[What to produce]: Check every line of the records below for the string "black", then report only how many lines have it.

[Supplied data]:
=======

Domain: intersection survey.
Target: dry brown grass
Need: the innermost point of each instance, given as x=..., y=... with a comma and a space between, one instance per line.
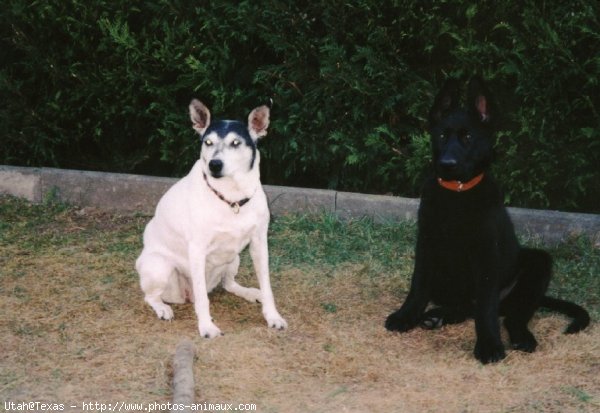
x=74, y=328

=======

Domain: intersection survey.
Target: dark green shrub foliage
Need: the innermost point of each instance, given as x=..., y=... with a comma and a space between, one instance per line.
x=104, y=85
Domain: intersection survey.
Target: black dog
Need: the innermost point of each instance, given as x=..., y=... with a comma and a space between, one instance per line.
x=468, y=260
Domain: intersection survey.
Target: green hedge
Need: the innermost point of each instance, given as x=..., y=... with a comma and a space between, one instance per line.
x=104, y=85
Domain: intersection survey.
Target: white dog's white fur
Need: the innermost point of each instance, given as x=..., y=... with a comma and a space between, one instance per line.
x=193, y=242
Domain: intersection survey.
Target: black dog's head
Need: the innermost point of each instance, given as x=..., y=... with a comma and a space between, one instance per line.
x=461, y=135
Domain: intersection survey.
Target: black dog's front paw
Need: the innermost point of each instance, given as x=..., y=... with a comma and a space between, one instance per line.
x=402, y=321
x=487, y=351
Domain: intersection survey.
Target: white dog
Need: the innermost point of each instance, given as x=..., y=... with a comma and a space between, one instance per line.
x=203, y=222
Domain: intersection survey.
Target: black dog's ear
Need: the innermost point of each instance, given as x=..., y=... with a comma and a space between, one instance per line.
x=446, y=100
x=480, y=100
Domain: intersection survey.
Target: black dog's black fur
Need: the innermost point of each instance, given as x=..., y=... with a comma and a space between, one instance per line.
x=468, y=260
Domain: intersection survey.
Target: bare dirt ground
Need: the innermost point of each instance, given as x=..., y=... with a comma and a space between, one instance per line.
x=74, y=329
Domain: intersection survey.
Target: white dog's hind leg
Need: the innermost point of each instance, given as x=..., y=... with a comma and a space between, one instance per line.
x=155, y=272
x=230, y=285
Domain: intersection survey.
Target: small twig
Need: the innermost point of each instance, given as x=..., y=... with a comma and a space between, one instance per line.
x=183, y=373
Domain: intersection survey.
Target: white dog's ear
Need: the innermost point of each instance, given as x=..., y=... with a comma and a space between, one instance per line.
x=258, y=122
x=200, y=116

=======

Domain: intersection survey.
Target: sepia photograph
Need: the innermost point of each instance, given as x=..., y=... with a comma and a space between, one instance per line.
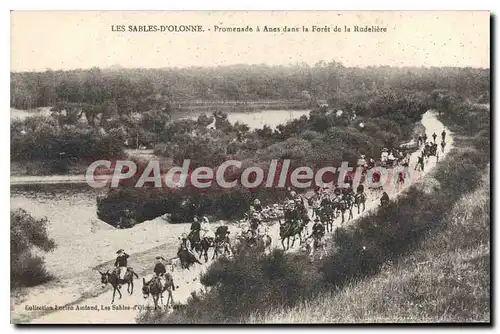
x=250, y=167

=======

[Answer space]: 5